◆ Exercise goal
Rewrite the data below as a Markdown table with two columns, Row and Data line. Give each nonblank line its own row, numbered in order, and leave out blank lines.

## START Supplied information

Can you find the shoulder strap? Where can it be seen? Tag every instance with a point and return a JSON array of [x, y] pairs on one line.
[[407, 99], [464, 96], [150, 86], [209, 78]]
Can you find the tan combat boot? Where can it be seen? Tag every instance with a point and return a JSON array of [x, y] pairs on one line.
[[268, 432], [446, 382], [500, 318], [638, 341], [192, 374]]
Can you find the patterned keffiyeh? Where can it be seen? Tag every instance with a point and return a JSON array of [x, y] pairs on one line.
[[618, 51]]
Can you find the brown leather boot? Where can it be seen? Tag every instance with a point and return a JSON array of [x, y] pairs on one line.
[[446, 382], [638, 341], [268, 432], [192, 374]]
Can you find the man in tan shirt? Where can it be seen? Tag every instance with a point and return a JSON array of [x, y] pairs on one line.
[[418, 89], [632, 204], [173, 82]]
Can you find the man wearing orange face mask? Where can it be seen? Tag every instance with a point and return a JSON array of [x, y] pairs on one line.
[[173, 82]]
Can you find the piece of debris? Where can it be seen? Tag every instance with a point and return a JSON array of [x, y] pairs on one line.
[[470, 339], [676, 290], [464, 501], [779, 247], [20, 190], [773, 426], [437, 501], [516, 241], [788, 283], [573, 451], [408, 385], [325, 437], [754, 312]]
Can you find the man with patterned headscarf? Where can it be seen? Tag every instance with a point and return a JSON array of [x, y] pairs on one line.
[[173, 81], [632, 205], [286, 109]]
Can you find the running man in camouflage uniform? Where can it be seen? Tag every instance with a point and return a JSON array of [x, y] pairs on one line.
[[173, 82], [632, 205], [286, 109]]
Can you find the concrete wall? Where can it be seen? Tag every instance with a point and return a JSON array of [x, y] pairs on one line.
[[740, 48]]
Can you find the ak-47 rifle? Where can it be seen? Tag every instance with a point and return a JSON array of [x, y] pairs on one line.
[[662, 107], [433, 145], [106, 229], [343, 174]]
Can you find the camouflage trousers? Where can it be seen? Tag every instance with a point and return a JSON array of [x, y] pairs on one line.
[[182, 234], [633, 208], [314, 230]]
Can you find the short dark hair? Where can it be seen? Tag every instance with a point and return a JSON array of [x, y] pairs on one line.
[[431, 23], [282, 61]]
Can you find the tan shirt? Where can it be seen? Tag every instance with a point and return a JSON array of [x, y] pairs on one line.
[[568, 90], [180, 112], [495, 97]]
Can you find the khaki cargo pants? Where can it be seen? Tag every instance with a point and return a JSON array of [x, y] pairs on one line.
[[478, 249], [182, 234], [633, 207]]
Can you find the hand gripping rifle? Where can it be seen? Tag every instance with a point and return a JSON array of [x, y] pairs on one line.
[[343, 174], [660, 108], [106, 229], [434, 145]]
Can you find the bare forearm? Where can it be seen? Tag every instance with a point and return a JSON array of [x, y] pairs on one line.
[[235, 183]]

## END Supplied information

◆ Solution to the problem
| Row | Data line |
|---|---|
| 1 | Can you find the shoulder strap? Where can it be seen? Tag every instance with a point and return a JSON array of [x, y] pairs on one line. |
| 2 | [[407, 99], [464, 96], [150, 86], [209, 78]] |
| 3 | Can you find the tan combat boot? Where can it be seen? Tag every instance with a point and return a JSON array of [x, y] pairs on one line. |
| 4 | [[268, 432], [446, 382], [500, 318], [638, 341], [192, 374]] |
| 5 | Can you find the patterned keffiyeh? Where can it be seen? Tag every instance with a point and return a JSON array of [x, y] pairs on one line. |
| 6 | [[618, 51]] |
| 7 | Can you find the brown leather boot? Where can it be seen? Tag every instance with a point and return a JSON array of [x, y] pairs on one line. |
| 8 | [[446, 382], [638, 341], [268, 432], [192, 374]] |
| 9 | Can you find the man in tan shirt? Where can it be seen? Tag every instance with a point and return a JSON array of [x, y] pairs on one line. |
| 10 | [[418, 89], [632, 204], [173, 82]] |
| 11 | Can you find the man wearing orange face mask? Where can it be seen? Tag every instance with a point and return a JSON array of [x, y] pairs on one line. |
| 12 | [[173, 82]] |
| 13 | Can you find the piece of debris? Where can it be seen? Tag every instance with a point and return a JSON array of [x, y] pairs on one line. |
| 14 | [[470, 339], [676, 290], [464, 501], [779, 247], [20, 190], [773, 426], [437, 501], [516, 241], [788, 283], [573, 451], [408, 385], [325, 437], [754, 312]] |
| 15 | Can you find the man with patterned headscarf? Where can it be seen? Tag every instance with a point and return a JSON array of [x, y] pairs on one line. |
| 16 | [[173, 81], [632, 205], [286, 109]] |
| 17 | Can you find the running man in camouflage uniform? Where can it be seen? Tag every instance with a point and return a JSON array of [x, y] pairs on one line. |
| 18 | [[173, 82], [632, 205], [286, 109]] |
| 19 | Can you find the concrete wall? Where can it be seen? Tag every instance with a point and return a JSON array of [x, y] pairs on one line. |
| 20 | [[740, 48]] |
| 21 | Can you find the ak-47 rifle? Where can it be seen? Tag every instance with a point and return a JSON array of [x, y] pairs on one line. |
| 22 | [[662, 107], [433, 145], [106, 229], [343, 174]] |
| 23 | Can you find the camouflage trousers? Where can it be seen? Tag every instance with a point and return a JSON array of [x, y] pairs on one line. |
| 24 | [[182, 234], [633, 208], [314, 230]] |
| 25 | Can you find the short dark hair? Where can it be seen? Tag every instance with a point and return a JSON array of [x, y] pairs on one line. |
| 26 | [[431, 23], [282, 61]] |
| 27 | Can you find the tan shirt? Where can it be seen? Tag every instance with a point and return a JSON array of [x, y] pairs on one line. |
| 28 | [[568, 90], [180, 112], [495, 97]] |
| 29 | Can you find the khaki cargo pants? Where can it be seen? Tag every instance with a point and return a JSON array of [x, y] pairs on one line. |
| 30 | [[478, 249], [182, 234], [633, 207]] |
| 31 | Can you find the hand gripping rifle? Where can it be seen? Tag every instance with a point and return a JSON array of [x, y] pairs on one line. |
| 32 | [[343, 174], [660, 108], [106, 229], [434, 145]] |
| 33 | Can you find the bare forearm? Where can it be seen? Tag every instance with a point and return a JSON array of [x, y] pairs on one line. |
| 34 | [[235, 183]] |